* begin Text passage *

SCOTUS Nominee Judge Jackson on Abortion and Natural Marriage
Apr 1, 2022 by David Fowler
For the last few years, I have argued that the Ninth Amendment protects rights not enumerated in the text of Constitution and the Bill of Rights, specifically the right to life and the right of a man and woman to participate in the historical institution of marriage defined strictly in terms of man and woman. Last week, Judge Jackson backed me up. I was flabbergasted.
The Amendment is straightforward: “The enumeration in the Constitution, of certain rights, shall not be construed to deny or disparage others retained by the people.”
What does this have to do with states prohibiting doctors from performing abortions? What does this have to do with the right of a man and woman to enter into a martial relationship under the common law defined exclusively in terms of a man and woman (currently, the governor interprets “marriage” under our licensing statutes as any two people, regardless of sex)?
One will look in vain to find any language in the text of the Constitution or the Bill of Rights that says a person has a right to life or regarding the institution of marriage. But, because of the Ninth Amendment, that does not mean that there is no right to life or any right of a man and woman to marry at common law.
That is because the Ninth Amendment stands for the proposition that both may be rights if they existed at the time the Ninth Amendment was adopted.
Moreover, the Ninth Amendment stands for the proposition that no enumerated right, such as the enumerated right to due process of law found in the Fifth and 14th Amendments, can be “construed,” i.e., interpreted, to deny or disparage those rights if they existed at the time the Ninth Amendment was adopted. An interpretation of the Due Process Clauses that denies those rights would be constitutionally wrong!

* end Text passage *
* begin Stored records *

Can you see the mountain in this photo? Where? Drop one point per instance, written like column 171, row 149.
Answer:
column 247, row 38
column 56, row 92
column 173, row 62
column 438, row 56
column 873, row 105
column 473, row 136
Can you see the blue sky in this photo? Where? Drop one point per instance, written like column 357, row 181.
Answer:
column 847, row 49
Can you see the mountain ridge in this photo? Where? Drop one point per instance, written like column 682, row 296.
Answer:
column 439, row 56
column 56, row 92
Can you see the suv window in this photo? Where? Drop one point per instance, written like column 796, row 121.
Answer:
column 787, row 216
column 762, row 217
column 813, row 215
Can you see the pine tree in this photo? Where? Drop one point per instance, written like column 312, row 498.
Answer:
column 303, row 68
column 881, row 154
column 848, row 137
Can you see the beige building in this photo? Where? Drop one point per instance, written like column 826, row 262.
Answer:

* end Stored records *

Requests:
1. In the article on the Ninth Amendment, which amendments contain the enumerated right to due process of law?
2. Continue the article on the Ninth Amendment from its last sentence.

Outputs for the tasks:
1. The Fifth and 14th Amendments.

2.
The question, then, is this: With respect to the Ninth Amendment and rights thereby retained by the people, how would a justice determine (1) whether there is a right to life and, if so, who has it and (2) whether marriage defined as male and female is a right?
Judge Jackson gave this answer when asked by U.S. Senator Mike Lee how a Justice would determine what rights were retained by the people under the Ninth Amendment:
“The Supreme Court now very clearly has determined that in order to interpret provisions of the Constitution we look to the time of the founding, and we ascertain, based on what the original public meaning of the words of the constitution were at the time. Sometimes that yields a particular answer, other times you may have to look at practices, historically, at that time, but that is how you would go about interpreting the Ninth Amendment.”
When one looks at rights existing, historically, at the time the Ninth and 14th Amendments were adopted, one of the three fundamental rights was the “right to life.” The historical, public meaning of the word “life” was that which came from our Creator.
Moreover, at that time, historically, the public meaning of the word person, employed in the 14th Amendment’s Due Process Clause, included “the child in the mother’s womb.” It was even noted that the unborn had numerous property rights “as if then born.” (William Blackstone, Commentaries on the Laws of England)
Roe v. Wade and its progeny “construed” the enumerated right to due process of law to deprive a person—an unborn person—of the right to life.
Consequently, if Judge Jackson meant what she said, she must hold that the people retained and still retain the right to protect the life of all persons in their respective states.
In Meister v. Moore, a post-14th Amendment decision, the U.S. Supreme Court said that a man and woman had a “common-law right” to marry, that their “right” was not “conferred” by the government.
Thus, this right is a historical one, and the Tennessee Constitution even refers to the “marital relation” between one man and one woman as a “historical institution.”
The legislature can protect and thus help secure this right for a man and woman by voting for the Marital Contract Recording Act (MCRA). The Act does this by providing a means by which a man and woman, having previously exercised their right to marry, can make public proof of their marriage easier. They marry by exchanging their vows, and then go to the County Clerk’s office to complete a document furnished to them which, by signing and filing, they swear they took each other as husband and wife.
Again, if Judge Jackson meant what she said, the MCRA is a proper exercise of the jurisdiction retained by the “states, respectively, or to the people” by the Tenth Amendment to protect an “unenumerated right.” It is constitutional, and the right cannot be “construed” away by the 14th Amendment’s Due Process Clause!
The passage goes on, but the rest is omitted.